[Source data]
......
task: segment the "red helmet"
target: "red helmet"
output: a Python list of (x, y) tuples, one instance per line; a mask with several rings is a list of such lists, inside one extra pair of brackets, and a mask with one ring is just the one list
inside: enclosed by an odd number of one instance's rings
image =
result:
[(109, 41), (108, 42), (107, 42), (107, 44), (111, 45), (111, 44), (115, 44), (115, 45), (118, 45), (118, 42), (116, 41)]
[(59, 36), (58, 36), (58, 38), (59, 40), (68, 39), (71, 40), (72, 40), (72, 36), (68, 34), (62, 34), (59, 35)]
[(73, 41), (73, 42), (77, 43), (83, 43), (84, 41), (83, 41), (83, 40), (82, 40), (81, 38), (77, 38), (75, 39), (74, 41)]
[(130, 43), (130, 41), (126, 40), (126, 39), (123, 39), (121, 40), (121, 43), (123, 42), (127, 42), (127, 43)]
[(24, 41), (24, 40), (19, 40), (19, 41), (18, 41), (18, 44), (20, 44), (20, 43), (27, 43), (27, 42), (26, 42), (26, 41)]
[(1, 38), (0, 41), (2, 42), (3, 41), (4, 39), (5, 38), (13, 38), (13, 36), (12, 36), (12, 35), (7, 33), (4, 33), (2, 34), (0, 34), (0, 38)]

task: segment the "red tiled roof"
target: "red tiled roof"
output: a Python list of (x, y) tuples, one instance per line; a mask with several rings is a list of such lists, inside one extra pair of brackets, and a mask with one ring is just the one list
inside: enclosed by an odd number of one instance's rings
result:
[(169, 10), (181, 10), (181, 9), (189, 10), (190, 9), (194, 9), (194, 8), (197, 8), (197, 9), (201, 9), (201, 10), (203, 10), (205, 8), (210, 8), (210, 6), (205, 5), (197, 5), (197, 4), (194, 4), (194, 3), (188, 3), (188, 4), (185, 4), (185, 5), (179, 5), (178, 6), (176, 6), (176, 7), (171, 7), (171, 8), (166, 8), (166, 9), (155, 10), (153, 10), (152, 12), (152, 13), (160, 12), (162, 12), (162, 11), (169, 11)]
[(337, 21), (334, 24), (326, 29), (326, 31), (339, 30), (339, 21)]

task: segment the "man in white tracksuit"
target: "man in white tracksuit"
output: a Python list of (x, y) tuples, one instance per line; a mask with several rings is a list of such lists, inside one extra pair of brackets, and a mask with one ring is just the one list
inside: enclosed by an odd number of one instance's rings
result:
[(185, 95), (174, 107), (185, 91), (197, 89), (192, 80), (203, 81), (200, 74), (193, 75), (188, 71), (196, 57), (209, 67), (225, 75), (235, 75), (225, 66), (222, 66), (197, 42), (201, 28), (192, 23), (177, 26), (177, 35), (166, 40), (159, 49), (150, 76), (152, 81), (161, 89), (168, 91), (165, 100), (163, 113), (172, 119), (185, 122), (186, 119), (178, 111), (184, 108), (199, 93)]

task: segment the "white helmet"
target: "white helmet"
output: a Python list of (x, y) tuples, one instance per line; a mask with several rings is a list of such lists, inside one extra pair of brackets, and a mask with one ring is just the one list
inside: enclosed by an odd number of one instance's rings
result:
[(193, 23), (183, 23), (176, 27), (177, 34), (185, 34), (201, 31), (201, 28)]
......
» SHORT PROBLEM
Identify every line of the records above that contains the string "helmet", treating uppercase and lowercase as distinct, and copy each such line.

» OUTPUT FOR THIS TASK
task: segment the "red helmet"
target: "red helmet"
task: segment the "white helmet"
target: "white helmet"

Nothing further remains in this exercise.